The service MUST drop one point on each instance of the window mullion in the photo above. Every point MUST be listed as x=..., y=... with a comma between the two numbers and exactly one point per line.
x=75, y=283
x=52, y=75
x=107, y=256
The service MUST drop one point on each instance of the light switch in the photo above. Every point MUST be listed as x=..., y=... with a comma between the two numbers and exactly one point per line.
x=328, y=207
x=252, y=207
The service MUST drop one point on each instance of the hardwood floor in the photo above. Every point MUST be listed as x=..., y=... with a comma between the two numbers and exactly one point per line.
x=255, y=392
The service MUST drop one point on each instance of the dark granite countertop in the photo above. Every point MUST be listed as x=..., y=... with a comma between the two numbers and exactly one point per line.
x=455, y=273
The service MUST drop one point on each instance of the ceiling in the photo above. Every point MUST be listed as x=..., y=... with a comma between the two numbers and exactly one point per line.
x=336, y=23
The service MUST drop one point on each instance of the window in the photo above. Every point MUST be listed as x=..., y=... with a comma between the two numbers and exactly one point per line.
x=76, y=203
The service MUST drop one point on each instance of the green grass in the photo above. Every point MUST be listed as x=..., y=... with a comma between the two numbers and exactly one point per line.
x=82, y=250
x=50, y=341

* * * * * * * * *

Task brief → Write out, exactly as they appear, the lines from the one containing "of the green" through the last line of the records above, both included, and nothing more.

Exercise result →
The service MUST drop one point on each instance of the green grass in the photo above. Every point MUST be listed as x=..., y=... with a comma between the two numbers and exactly one point per line.
x=82, y=250
x=50, y=341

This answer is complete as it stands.